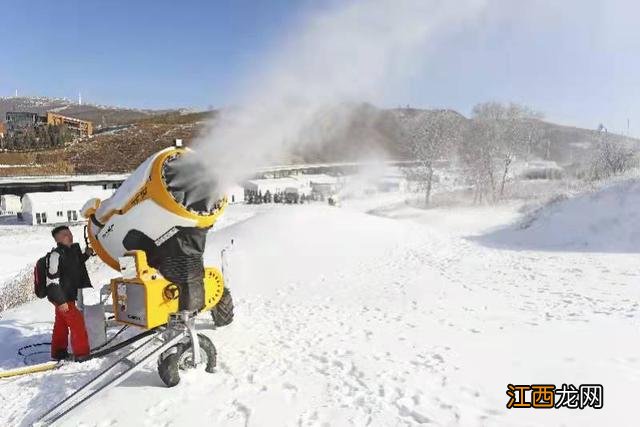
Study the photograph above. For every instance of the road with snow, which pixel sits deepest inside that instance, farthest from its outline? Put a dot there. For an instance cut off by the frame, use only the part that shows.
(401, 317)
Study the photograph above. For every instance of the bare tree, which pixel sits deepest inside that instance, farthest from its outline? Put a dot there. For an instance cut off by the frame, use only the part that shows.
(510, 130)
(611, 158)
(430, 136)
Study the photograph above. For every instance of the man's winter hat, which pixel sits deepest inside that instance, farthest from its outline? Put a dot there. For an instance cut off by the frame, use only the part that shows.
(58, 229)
========================================================================
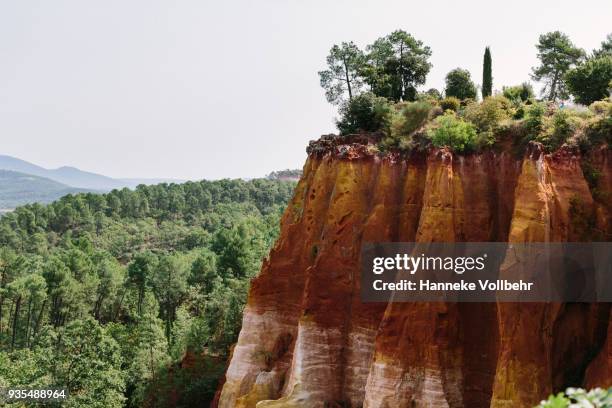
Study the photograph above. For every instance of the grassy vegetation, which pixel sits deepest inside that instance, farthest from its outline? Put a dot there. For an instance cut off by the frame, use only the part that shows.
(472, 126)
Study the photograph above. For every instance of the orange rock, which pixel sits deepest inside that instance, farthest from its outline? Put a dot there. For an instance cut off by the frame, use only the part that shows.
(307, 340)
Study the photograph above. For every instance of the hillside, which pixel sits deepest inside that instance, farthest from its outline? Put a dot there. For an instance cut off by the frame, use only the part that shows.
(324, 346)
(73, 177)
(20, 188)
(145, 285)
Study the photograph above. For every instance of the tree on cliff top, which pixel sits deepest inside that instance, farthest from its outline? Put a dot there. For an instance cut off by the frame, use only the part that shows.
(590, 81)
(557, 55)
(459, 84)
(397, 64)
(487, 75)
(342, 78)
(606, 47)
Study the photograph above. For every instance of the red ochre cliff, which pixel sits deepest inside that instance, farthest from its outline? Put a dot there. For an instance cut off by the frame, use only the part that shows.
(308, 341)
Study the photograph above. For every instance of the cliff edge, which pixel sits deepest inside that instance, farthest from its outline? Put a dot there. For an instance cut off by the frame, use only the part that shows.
========================================================================
Could you put the lines of the items above, from the line containing "Study the photograph above. For every instance of the tree" up to and including the line containing "Study the photograph above. For every instance of the cliff", into a Markdown table with the columns "Number" and "Line"? Number each row, skip any blank lines, and include no other lines.

| Number | Line |
|---|---|
| 1 | Study the photograph above. For every instance of the tree on cliff top, which pixel sits deepest inside that instance, farthest from its outline? Put a dot there. For an instance cut off by the frame, use only the part that shows. |
| 2 | (590, 81) |
| 3 | (557, 55) |
| 4 | (459, 84) |
| 5 | (397, 64) |
| 6 | (487, 75) |
| 7 | (342, 78) |
| 8 | (606, 47) |
| 9 | Study the photograph above. For every instance of the red ochre cliff, which pixel sits deepest inside that instance, farthest from its outline? Put a dot there. For an instance cut off by the frame, use only the part that shows. |
| 10 | (308, 341) |
| 11 | Study the photograph above. For every instance of the cliff edge, which pixel sits deepest inside that instance, farthest from its outline? Put a dot there. For an instance cut off by the frame, use only the part that shows. |